Copy each entry below verbatim. Skip the pictures.

+ + + +

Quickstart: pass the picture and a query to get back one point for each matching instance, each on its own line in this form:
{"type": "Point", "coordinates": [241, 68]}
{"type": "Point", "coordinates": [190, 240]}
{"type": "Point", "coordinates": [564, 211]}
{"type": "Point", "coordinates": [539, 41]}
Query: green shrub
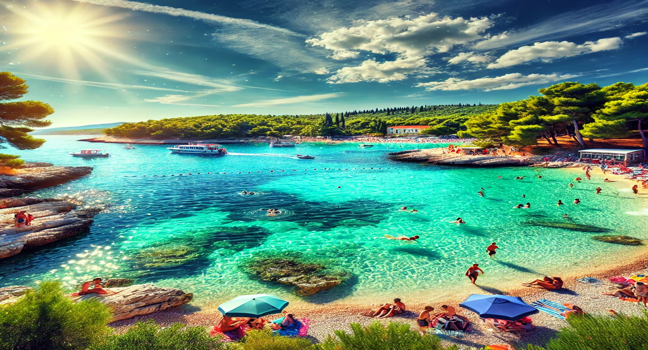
{"type": "Point", "coordinates": [378, 337]}
{"type": "Point", "coordinates": [150, 336]}
{"type": "Point", "coordinates": [601, 333]}
{"type": "Point", "coordinates": [47, 319]}
{"type": "Point", "coordinates": [264, 340]}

+ + + +

* [Written solution]
Quickstart: pass the picture and a query to get back one point for each matching instance, each on its own line in this form:
{"type": "Point", "coordinates": [241, 68]}
{"type": "Point", "coordinates": [190, 240]}
{"type": "Point", "coordinates": [564, 211]}
{"type": "Point", "coordinates": [539, 41]}
Query: green shrub
{"type": "Point", "coordinates": [378, 337]}
{"type": "Point", "coordinates": [150, 336]}
{"type": "Point", "coordinates": [601, 333]}
{"type": "Point", "coordinates": [47, 319]}
{"type": "Point", "coordinates": [264, 340]}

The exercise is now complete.